Work to be completed
Scan the material below for the string "spectator", and copy every line where it shows up.

Content starts

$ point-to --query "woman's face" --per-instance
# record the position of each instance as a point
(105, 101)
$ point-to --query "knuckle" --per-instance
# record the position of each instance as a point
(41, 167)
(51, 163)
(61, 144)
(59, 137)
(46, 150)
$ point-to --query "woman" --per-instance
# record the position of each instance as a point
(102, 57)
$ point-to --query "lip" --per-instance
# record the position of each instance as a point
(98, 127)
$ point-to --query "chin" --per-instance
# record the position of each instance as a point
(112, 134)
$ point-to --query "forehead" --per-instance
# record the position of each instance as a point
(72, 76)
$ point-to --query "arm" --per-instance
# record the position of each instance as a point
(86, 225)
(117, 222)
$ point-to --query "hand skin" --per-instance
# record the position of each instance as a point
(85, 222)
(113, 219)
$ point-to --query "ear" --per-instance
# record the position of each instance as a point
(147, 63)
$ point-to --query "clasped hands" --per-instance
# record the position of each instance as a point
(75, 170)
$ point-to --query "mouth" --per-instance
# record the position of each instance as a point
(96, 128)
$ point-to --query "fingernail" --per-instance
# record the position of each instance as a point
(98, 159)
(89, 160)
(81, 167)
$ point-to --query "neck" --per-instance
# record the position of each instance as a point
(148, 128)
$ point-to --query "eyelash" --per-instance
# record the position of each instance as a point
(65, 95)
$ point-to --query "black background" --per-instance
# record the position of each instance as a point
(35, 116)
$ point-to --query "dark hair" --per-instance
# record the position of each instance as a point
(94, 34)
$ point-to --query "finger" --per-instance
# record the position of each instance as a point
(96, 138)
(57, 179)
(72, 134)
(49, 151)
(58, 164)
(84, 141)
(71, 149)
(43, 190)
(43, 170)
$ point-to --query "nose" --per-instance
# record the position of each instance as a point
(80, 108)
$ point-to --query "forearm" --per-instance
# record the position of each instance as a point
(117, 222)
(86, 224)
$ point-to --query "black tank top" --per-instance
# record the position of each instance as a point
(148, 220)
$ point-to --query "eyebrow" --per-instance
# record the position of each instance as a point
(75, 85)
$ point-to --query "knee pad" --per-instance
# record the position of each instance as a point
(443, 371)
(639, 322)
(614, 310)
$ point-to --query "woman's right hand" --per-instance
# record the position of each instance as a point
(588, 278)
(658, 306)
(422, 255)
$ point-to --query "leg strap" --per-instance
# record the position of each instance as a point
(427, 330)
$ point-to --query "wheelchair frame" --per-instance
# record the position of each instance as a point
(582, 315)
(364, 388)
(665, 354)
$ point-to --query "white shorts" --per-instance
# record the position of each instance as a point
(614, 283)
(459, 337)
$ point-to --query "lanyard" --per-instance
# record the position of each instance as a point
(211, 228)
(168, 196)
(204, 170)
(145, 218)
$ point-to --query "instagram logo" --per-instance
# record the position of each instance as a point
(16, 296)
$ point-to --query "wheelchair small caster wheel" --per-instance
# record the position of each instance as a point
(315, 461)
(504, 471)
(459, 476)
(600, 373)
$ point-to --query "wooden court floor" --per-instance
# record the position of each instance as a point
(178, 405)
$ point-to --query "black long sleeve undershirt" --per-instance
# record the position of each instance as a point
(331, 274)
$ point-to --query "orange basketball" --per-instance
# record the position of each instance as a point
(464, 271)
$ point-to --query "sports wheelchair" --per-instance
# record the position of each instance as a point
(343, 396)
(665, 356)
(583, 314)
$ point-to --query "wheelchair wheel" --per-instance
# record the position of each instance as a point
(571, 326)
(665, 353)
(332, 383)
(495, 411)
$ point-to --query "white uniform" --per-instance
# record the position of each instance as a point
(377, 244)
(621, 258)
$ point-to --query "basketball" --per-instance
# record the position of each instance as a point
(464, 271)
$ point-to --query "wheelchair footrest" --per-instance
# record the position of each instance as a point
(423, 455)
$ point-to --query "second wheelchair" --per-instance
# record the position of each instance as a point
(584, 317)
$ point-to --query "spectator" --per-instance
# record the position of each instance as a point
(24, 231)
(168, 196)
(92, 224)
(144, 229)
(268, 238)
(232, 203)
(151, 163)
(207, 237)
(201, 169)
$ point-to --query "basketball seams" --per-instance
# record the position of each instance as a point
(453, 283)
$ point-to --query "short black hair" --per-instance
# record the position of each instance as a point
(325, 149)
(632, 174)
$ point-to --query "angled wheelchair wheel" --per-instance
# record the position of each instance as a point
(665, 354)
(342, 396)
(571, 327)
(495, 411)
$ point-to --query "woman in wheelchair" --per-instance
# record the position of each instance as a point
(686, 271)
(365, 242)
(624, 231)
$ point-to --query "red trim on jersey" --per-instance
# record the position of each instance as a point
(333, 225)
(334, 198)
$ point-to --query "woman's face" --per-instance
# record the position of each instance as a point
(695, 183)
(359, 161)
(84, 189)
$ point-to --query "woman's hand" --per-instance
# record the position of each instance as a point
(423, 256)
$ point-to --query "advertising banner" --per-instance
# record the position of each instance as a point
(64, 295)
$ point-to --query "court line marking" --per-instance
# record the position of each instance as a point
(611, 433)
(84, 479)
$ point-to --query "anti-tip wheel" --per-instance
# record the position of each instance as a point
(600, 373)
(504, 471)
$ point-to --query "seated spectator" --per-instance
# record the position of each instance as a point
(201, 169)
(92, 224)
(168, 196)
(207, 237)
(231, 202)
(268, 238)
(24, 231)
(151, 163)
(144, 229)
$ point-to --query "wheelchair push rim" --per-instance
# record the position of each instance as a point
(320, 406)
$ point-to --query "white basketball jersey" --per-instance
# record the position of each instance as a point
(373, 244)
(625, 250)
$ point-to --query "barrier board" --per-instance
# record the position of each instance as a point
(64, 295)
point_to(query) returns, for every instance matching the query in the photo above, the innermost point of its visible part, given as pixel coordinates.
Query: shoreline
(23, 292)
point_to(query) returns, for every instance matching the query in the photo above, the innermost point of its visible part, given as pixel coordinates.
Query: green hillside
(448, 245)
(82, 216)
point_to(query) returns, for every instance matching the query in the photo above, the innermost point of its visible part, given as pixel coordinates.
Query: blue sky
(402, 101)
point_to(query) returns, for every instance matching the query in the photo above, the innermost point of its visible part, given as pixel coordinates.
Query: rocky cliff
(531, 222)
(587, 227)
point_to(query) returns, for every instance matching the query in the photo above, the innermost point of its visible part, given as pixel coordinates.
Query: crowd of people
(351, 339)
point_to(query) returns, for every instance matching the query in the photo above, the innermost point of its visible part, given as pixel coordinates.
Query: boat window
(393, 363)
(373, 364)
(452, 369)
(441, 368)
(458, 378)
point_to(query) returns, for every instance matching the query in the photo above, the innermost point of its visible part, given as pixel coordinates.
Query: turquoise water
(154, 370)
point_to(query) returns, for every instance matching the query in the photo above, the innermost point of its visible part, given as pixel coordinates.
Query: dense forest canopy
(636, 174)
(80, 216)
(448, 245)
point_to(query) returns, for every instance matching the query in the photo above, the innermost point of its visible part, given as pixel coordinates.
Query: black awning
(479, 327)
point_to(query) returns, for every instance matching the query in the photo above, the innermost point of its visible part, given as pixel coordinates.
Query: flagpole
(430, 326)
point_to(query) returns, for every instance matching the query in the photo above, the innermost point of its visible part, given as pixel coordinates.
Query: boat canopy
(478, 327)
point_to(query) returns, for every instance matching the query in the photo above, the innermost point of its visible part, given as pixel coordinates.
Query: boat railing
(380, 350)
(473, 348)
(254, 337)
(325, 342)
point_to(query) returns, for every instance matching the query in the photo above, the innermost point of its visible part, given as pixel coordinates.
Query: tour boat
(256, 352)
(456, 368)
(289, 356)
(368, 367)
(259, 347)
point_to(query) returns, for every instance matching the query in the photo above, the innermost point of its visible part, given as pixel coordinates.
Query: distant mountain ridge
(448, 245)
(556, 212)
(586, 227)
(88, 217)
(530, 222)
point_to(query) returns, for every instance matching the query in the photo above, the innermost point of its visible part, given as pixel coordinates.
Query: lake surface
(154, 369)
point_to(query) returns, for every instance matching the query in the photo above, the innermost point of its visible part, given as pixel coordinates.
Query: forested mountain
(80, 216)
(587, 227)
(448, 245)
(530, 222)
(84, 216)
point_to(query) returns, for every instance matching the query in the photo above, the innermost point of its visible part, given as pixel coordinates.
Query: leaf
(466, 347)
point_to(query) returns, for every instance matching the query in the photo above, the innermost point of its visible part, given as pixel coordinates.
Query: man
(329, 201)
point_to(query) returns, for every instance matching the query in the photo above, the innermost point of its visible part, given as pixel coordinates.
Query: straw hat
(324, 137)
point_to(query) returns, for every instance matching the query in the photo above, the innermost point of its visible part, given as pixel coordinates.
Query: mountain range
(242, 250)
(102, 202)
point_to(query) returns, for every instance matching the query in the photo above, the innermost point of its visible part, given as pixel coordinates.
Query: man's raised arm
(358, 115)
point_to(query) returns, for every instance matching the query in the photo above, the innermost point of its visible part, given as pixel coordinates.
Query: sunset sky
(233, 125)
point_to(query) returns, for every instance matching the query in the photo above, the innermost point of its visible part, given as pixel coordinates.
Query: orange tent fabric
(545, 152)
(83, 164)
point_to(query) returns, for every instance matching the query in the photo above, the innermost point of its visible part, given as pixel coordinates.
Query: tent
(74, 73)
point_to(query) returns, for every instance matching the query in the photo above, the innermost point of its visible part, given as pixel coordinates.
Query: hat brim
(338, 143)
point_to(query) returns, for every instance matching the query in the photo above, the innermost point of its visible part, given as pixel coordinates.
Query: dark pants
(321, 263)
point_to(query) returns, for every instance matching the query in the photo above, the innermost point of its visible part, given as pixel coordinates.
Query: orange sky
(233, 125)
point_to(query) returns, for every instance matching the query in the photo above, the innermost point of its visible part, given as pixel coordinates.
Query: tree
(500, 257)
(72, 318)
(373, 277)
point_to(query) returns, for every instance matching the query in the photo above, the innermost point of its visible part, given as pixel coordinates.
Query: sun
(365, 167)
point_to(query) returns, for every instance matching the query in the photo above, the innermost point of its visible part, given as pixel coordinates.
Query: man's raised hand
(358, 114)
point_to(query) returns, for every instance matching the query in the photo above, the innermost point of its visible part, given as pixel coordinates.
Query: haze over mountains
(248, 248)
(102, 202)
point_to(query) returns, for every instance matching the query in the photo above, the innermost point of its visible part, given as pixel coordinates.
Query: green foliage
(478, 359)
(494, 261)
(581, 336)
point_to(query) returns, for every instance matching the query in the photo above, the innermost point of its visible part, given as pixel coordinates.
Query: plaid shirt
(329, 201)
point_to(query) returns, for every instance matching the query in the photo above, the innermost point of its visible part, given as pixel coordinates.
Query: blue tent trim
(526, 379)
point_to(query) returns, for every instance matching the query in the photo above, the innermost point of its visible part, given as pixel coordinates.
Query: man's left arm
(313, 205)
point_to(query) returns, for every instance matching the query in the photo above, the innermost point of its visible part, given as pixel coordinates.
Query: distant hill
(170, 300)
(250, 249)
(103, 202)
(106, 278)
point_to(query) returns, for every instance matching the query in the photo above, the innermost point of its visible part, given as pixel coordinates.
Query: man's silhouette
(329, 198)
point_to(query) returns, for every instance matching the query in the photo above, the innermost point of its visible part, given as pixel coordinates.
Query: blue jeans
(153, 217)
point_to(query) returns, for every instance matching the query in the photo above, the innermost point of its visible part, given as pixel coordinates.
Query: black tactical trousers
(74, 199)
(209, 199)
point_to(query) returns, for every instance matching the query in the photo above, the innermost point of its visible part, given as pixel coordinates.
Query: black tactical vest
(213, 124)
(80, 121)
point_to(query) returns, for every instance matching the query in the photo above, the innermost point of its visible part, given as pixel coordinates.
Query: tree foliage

Content ends

Answer to this exercise
$ point-to --query "spectator" --per-instance
$ point-to --query "seated spectator" --per-instance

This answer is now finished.